**DIRECTION**
Reproduce every one of the rows below verbatim, changing nothing.

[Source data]

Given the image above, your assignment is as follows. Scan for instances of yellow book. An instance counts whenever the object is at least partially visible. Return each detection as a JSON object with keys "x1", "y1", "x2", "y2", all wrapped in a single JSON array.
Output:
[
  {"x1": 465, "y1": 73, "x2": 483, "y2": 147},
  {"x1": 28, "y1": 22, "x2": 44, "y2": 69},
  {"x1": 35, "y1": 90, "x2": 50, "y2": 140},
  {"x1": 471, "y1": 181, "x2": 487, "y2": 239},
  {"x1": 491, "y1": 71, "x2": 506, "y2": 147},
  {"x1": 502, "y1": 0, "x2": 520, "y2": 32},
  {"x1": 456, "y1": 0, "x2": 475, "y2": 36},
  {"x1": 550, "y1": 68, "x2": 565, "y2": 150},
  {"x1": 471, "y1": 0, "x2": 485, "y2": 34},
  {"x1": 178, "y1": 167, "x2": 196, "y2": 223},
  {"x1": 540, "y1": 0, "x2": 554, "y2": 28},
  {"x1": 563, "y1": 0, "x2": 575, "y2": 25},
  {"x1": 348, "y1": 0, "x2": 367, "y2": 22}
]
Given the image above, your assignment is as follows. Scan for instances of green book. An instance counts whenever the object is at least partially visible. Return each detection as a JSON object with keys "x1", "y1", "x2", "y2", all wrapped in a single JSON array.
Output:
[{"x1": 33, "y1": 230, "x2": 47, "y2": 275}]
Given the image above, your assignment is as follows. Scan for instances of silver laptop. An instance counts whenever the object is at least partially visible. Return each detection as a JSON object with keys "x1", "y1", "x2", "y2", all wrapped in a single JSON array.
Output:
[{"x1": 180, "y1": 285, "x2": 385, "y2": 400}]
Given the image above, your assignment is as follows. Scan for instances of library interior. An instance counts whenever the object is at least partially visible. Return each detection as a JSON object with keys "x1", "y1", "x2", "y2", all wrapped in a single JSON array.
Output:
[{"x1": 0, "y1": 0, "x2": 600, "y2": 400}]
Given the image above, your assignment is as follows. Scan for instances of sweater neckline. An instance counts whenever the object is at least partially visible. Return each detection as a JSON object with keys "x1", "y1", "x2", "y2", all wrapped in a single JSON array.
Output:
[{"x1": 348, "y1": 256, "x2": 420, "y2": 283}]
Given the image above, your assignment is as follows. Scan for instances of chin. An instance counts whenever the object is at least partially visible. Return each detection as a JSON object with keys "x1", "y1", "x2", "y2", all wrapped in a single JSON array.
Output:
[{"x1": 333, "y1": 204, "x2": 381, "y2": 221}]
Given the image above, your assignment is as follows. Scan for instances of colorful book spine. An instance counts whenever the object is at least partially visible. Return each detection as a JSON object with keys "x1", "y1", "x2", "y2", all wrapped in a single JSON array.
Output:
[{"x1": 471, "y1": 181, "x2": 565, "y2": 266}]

**SOLUTION**
Given the image above, your assignment is as follows. Scan for instances of yellow book. An instance counts whenever the object is at least partially visible. Return each detection as a JSON object with keys "x1", "y1", "x2", "y2", all wrapped in a single JSON array.
Output:
[
  {"x1": 465, "y1": 73, "x2": 483, "y2": 147},
  {"x1": 28, "y1": 22, "x2": 44, "y2": 69},
  {"x1": 35, "y1": 90, "x2": 50, "y2": 140},
  {"x1": 471, "y1": 181, "x2": 487, "y2": 239},
  {"x1": 491, "y1": 71, "x2": 506, "y2": 147},
  {"x1": 502, "y1": 0, "x2": 520, "y2": 32},
  {"x1": 456, "y1": 0, "x2": 475, "y2": 36},
  {"x1": 550, "y1": 68, "x2": 565, "y2": 150},
  {"x1": 471, "y1": 0, "x2": 485, "y2": 34},
  {"x1": 178, "y1": 167, "x2": 196, "y2": 223},
  {"x1": 540, "y1": 0, "x2": 554, "y2": 28},
  {"x1": 563, "y1": 0, "x2": 575, "y2": 25},
  {"x1": 348, "y1": 0, "x2": 367, "y2": 22}
]
Given the image above, your assignment is as follows. Scan for instances of green book. An instance counts whenever the object is at least partially visible. Return each detection as a JSON object with keys "x1", "y1", "x2", "y2", all wrapped in a single JSON array.
Output:
[{"x1": 33, "y1": 230, "x2": 47, "y2": 275}]
Given the image above, your assignment is as follows. Scan for instances of silver laptop. An instance counts whenever the object is at least partially visible. Return each detection as a JSON object with keys "x1", "y1", "x2", "y2", all wrapped in a single JSON array.
Output:
[{"x1": 180, "y1": 285, "x2": 385, "y2": 400}]
Given the image above, your assignment is as follows. Scan for instances of library interior. An instance counts whenever the object is at least partially visible. Return each detection as a JSON object with keys "x1", "y1", "x2", "y2", all wrapped in a single JSON array.
Output:
[{"x1": 0, "y1": 0, "x2": 600, "y2": 400}]
Given the image above, your assignment is as follows. Scan for instances of sweater neckline. An instance counts whenever the object is at least partially visible. Return each detection as a JSON object with keys "x1", "y1", "x2", "y2", all wrapped in a single JSON array.
Output:
[{"x1": 348, "y1": 256, "x2": 420, "y2": 283}]
Given the image above, your assignment is as follows. Scan for instances of chin. An instance counts whenever the object is at least partially visible. Return each detection as a JSON object with keys "x1", "y1", "x2", "y2", all wrapped in a single JSON array.
Output:
[{"x1": 333, "y1": 204, "x2": 381, "y2": 221}]
Given the image above, your assignment is as follows. Scan for instances of colorful book spine. An instance counts whenever the object is at least partially visible. Return each detection as a JSON object with keys "x1", "y1", "x2", "y2", all wrapped in a single JSON array.
Output:
[{"x1": 471, "y1": 181, "x2": 565, "y2": 266}]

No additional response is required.